*TEXTE PRÉSENTÉ*:
Homère ne décrit pas les institutions sociales de son temps avec la précision d’un savant ; il les signale d’un trait, souvent par voie d’allusion ; de là vient que ses indications sont parfois un peu vagues et un peu flottantes. J’ajoute que ses chants les plus récens paraissent coïncider avec le moment où la famille patriarcale était en train de se disloquer ; de là encore des incohérences et même des contradictions entre les diverses parties de ses poèmes. Néanmoins, il nous en dit assez pour répondre à notre curiosité, et on peut deviner d’après lui le régime de travail qu’il avait sous les yeux.

*CONSIGNE 1*: Relevez dans le texte présenté tous les verbes conjugués dont le sujet est Homère, qu'il soit nommé ou désigné par « il ».
*CONSIGNE 2*: Recopiez telles quelles les lignes des données fournies, depuis la première jusqu'à la ligne contenant « 915), (325, 218)] », celle-ci incluse.

*DONNÉES FOURNIES*:

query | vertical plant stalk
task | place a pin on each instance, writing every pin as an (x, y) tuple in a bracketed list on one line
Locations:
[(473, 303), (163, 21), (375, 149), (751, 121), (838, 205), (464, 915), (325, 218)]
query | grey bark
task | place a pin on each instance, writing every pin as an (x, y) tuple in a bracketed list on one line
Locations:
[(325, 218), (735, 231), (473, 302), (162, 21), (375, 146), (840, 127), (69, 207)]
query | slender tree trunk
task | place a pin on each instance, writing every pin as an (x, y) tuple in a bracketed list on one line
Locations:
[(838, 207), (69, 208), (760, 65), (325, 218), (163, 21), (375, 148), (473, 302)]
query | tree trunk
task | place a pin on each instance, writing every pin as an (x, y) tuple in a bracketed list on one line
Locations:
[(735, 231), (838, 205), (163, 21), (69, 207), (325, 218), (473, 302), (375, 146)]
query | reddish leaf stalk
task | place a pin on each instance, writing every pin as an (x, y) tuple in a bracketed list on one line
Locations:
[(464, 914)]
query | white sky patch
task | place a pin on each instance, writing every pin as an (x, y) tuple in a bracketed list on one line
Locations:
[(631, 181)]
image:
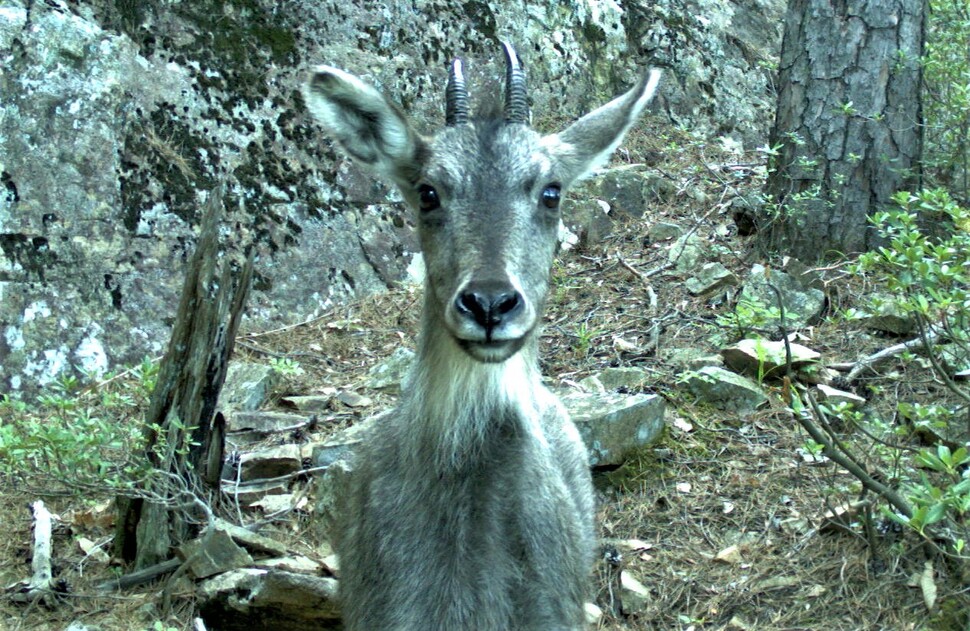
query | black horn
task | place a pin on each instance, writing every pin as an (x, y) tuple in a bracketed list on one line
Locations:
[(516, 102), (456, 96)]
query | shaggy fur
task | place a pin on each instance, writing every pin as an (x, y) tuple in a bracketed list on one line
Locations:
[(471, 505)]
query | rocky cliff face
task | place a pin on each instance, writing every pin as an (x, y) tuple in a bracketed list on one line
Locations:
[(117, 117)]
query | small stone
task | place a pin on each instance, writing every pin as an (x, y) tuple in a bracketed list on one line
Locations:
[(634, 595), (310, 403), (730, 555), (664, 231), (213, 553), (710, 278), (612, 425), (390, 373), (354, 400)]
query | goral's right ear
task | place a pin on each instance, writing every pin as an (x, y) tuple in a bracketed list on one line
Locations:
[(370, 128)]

*SOLUTION 1*: décrit, signale, dit, avait

*SOLUTION 2*:
query | vertical plant stalk
task | place a pin on each instance, writing every pin as an (x, y) tuple in a bracketed list on one line
Locations:
[(473, 303), (163, 21), (375, 149), (751, 121), (838, 205), (464, 915), (325, 218)]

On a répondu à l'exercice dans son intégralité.